[PASSAGE]
Vacation is bad for weight loss...
I"m back to 148....


----------



## Catseye (Mar 5, 2005)

Only lost one pound this week.  Don't know why, maybe 'cuz I missed my Wednesday exercise session.  

And I want, no I need no I GOTTA HAVE SOME PEANUT M&Ms!!!!    

And, a friendly reminder:  This thread is for only for weekly weigh-in stats.  Any other diet chat oughtta go into its own thread.  Theng you very much.    


Cats


----------



## kyles (Mar 5, 2005)

I joined my gym at work, and do a one hour workout three times a week, and do mini ones twice a week in my lunch hour, and swim there times a week (this is the girl who was allergic to exercise)

My diet is low G I foods (oats, rye, minimal wheat, plenty of soy and heaps of fruit and vegetables) and staying away from fried foods. A treat every now and then is essential though!!!!

It's working so far, but finding clothes is a struggle, I've dropped a size and a half, and none of my tailored work pants fit, but I don't want to buy any new ones yet!!! I have got some flirty new exercise tops and a new pair of swimming togs/bathers/cozzie whatever, as i had an accident last week, I swam out of my bathers!!!! Very embarrassing!!!!


----------

[LISTING]
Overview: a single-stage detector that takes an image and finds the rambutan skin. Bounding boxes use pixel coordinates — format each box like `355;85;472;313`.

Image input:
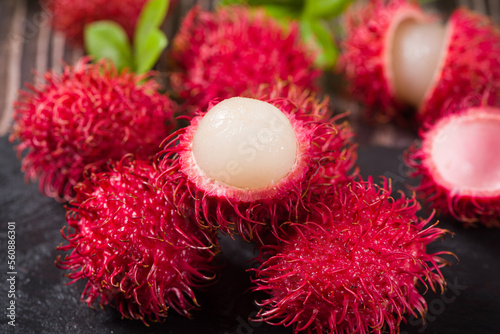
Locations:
158;94;358;242
42;0;147;45
338;0;500;124
10;58;175;201
170;6;320;110
418;8;500;124
404;105;500;227
254;179;452;333
56;156;217;324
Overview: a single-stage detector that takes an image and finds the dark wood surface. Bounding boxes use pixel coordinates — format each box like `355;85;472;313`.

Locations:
0;0;500;334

[WRITTEN REQUEST]
According to the weight-loss thread, what is the thread meant to be used for?

[PROBLEM SOLUTION]
Weekly weigh-in stats only.